## START PASSAGE SHOWN
Raymond S.;1092061 said:


> No this isn't another "What plow should I buy" thread...well kinda. I'm putting a new plow on a 2011 F350 single cab single wheel. I had pretty much decided on a 9'2" VXT but then thought I'd give Western a call on the wideout. Got quoted $6300 installed on the Wideout and he said they pretty much stopped selling V plows as everyone is going to the wideout because of the extra width vs. a V in scoop position, etc. So I talk to the Boss guy and get quoted $5200 installed on the 9'2" VXT, and he says everyone's getting rid of the wideouts and going back to the V's because of the reliability vs. the wideout.
> So I would like some real world feedback on what you guys are installing on your trucks today, new, with having the option of both. Not necessarily what you "would" buy if you could or why your V is better because it's paid for, etc. I need to get this hammered out in the next week or so. Real world feedback is appreciated.
> Oh, primary use will be 20k-60k sq. ft. rectangular lots. I'm coming from mostly 8' straight blades with wings.
> 
> ...


You have to choose a plow on a couple of different criteria.....Dealer support is Huge...Also, you have to match the plow to the sites you are planning to use it on...From what i read...I would go with a Power Plow ( XLS, Wideout, Blizzard)...If you said you were going to do Mostly Diveways with some commercial sprinkled in i would have said a V.....


----------



## 2COR517 (Oct 23, 2008)

Have you considered a Snow Dogg XP?

http://www.snowdoggplows.com/snowDoggXP.html

Stainless moldboard, but of course still the chain. Lower cost than a DD plow, and feedback seems to be very good on Buyers quality and support.


----------



## Matson Snow (Oct 3, 2009)

2COR517;1094860 said:


> Have you considered a Snow Dogg XP?
> 
> http://www.snowdoggplows.com/snowDoggXP.html
> 
> Stainless moldboard, but of course still the chain. Lower cost than a DD plow, and *feedback seems to be very good on Buyers quality and support*.


Plow has not even seen a snow flake and its the Greatest thing since sliced Bread...:laughing::laughing:...If i painted my XLS red and put Boss stickers on it..You would say thats the Greatest Plow EVER!!!!!....


----------



## 2COR517 (Oct 23, 2008)

If you painted your XLS red, we would call it a Wideout.

I was speaking of Buyers product support in general......


----------



## Matson Snow (Oct 3, 2009)

2COR517;1094872 said:


> If you painted your XLS red, we would call it a Wideout.
> 
> I was speaking of Buyers product support in general......


OK..Paint it Silver( I know its stainless) and Put Snow Puppy on it..It would be the Greatest Ever...Just having a Littttle Fun...Sorry .....:waving:


----------



## Pinky Demon (Jan 6, 2010)

Matson Snow;1094834 said:


> ....An XLS weighs a 1000#s and does just Fine on the Front of my Truck


Good for you. I don't want that much weight bouncing up and down on the front end of MY truck. You can do whatever you want.


----------



## plowguy43 (Jan 2, 2008)

ajslands;1092156 said:


> get the red one!
> 
> what kind of lots are you doing?


They're both red skippy.


----------



## 2COR517 (Oct 23, 2008)

Pinky Demon;1095258 said:


> Good for you. I don't want that much weight bouncing up and down on the front end of MY truck. You can do whatever you want.
## END PASSAGE SHOWN
## START PROVIDED DATA
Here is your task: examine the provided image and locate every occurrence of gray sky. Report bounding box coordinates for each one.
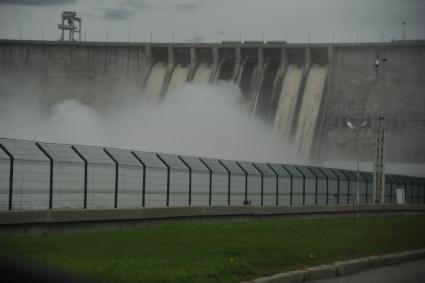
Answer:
[0,0,425,42]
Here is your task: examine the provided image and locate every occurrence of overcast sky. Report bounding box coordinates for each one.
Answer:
[0,0,425,42]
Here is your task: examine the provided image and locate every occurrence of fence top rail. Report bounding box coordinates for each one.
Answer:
[307,166,326,179]
[360,171,373,182]
[74,145,115,166]
[320,167,337,180]
[292,165,315,179]
[134,151,167,169]
[220,159,245,175]
[0,138,50,162]
[254,163,275,176]
[238,161,261,176]
[0,147,10,161]
[330,168,348,181]
[39,143,84,164]
[158,153,189,171]
[340,169,357,181]
[180,155,210,173]
[269,163,291,178]
[105,148,143,167]
[202,158,227,174]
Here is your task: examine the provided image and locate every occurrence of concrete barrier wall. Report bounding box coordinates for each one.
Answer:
[0,205,425,235]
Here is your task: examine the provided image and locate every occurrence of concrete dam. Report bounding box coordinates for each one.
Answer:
[0,40,425,166]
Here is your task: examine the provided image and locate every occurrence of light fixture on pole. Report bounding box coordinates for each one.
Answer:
[347,121,367,205]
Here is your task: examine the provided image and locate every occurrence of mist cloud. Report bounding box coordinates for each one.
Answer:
[174,3,198,12]
[0,80,301,163]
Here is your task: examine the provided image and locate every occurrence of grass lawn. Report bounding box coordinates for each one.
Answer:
[0,216,425,282]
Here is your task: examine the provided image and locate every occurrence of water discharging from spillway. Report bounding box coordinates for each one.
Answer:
[193,63,211,85]
[273,65,303,139]
[145,63,167,100]
[168,65,189,91]
[295,65,327,159]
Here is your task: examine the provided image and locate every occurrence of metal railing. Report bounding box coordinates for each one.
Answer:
[0,138,425,210]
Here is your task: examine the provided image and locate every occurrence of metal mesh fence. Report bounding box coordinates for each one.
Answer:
[0,138,425,210]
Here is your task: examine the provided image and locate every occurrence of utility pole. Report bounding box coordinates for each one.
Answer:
[373,54,387,204]
[401,22,407,40]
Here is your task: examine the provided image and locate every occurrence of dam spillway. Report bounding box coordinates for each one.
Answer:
[0,40,425,163]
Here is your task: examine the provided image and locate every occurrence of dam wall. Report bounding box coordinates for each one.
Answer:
[0,40,425,163]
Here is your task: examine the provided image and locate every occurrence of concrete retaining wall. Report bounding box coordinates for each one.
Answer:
[0,205,425,234]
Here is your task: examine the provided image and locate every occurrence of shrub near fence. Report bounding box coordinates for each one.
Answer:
[0,138,425,210]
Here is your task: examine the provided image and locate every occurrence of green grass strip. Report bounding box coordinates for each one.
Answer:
[0,216,425,282]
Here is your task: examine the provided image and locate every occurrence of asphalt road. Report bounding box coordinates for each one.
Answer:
[310,260,425,283]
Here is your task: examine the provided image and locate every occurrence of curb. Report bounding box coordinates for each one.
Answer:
[240,249,425,283]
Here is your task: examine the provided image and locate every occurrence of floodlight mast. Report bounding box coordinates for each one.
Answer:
[347,120,367,206]
[373,55,387,204]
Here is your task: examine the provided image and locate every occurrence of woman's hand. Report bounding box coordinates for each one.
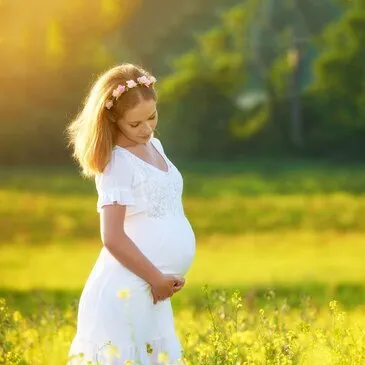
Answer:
[151,274,185,304]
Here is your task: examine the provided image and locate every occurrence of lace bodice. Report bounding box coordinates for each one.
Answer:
[95,138,184,218]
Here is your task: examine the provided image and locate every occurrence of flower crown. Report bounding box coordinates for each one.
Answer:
[105,76,157,109]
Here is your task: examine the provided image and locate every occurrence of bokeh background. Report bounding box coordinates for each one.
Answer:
[0,0,365,365]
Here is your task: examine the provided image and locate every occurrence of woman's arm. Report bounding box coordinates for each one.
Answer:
[100,204,163,285]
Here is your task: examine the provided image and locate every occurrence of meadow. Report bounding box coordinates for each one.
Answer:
[0,160,365,365]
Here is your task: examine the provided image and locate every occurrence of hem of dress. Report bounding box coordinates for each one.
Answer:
[66,334,185,365]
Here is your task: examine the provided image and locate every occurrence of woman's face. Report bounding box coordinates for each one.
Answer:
[117,99,158,144]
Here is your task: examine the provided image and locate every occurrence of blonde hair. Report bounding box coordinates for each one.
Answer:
[66,63,157,177]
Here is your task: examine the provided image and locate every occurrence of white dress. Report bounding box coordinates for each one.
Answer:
[68,138,196,365]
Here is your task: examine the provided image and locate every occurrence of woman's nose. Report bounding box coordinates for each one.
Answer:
[144,123,152,132]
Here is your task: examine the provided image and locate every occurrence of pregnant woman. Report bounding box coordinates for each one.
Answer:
[67,64,195,365]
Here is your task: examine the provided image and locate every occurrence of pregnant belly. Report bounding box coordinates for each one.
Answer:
[125,216,196,276]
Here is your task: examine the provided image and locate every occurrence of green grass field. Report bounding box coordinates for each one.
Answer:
[0,161,365,365]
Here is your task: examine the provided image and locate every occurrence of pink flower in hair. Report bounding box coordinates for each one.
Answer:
[137,76,151,87]
[127,80,137,89]
[105,100,113,109]
[113,85,125,100]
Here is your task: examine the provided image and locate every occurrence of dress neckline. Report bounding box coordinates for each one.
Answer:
[114,138,170,174]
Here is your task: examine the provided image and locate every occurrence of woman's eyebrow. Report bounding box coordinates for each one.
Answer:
[130,110,157,123]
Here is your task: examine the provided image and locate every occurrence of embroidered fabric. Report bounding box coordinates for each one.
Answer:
[96,138,184,219]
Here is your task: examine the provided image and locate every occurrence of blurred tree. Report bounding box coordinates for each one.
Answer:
[155,0,333,155]
[311,0,365,154]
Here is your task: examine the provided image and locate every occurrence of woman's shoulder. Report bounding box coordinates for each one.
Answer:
[152,137,164,153]
[95,147,132,181]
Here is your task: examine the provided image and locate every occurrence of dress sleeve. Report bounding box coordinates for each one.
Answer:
[95,151,135,213]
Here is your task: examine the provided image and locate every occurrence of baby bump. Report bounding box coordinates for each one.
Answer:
[125,215,195,275]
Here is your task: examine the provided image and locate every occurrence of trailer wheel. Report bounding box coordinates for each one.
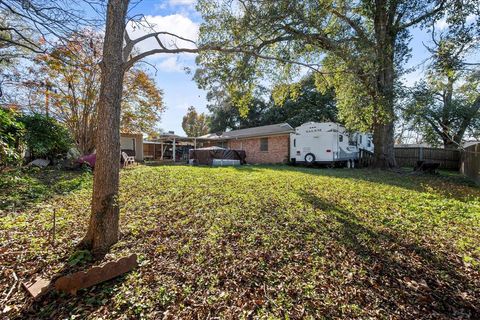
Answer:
[305,153,315,164]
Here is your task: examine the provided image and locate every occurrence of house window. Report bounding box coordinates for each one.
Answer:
[260,138,268,151]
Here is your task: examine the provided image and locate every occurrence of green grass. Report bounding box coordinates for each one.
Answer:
[0,166,480,319]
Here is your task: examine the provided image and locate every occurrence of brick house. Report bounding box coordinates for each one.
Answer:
[199,123,294,163]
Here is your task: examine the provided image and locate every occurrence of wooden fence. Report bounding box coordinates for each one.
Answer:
[395,147,461,170]
[460,143,480,184]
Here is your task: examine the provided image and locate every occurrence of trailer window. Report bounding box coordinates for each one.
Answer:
[260,138,268,151]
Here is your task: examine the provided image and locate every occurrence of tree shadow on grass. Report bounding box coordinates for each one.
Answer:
[231,165,480,201]
[301,192,480,319]
[0,168,91,212]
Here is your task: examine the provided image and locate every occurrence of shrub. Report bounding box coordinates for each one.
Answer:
[0,108,24,168]
[21,113,73,160]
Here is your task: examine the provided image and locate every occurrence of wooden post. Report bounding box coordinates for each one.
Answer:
[173,138,176,162]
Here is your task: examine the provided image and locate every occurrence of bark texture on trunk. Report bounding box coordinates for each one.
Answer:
## END PROVIDED DATA
▸ **REQUIRED ACTIONS**:
• 1. Return the span of the plow thread starting at "You have to choose" and ending at "said a V.....".
• 2. Answer these questions from the plow thread:
(a) What installed price was quoted for the Wideout?
(b) What kind of moldboard does the Snow Dogg XP have?
(c) How much does an XLS weigh, according to the quoted post?

▸ **ANSWERS IN ORDER**:
• 1.
You have to choose a plow on a couple of different criteria.....Dealer support is Huge...Also, you have to match the plow to the sites you are planning to use it on...From what i read...I would go with a Power Plow ( XLS, Wideout, Blizzard)...If you said you were going to do Mostly Diveways with some commercial sprinkled in i would have said a V.....

• 2.
(a) $6300
(b) Stainless
(c) 1000 pounds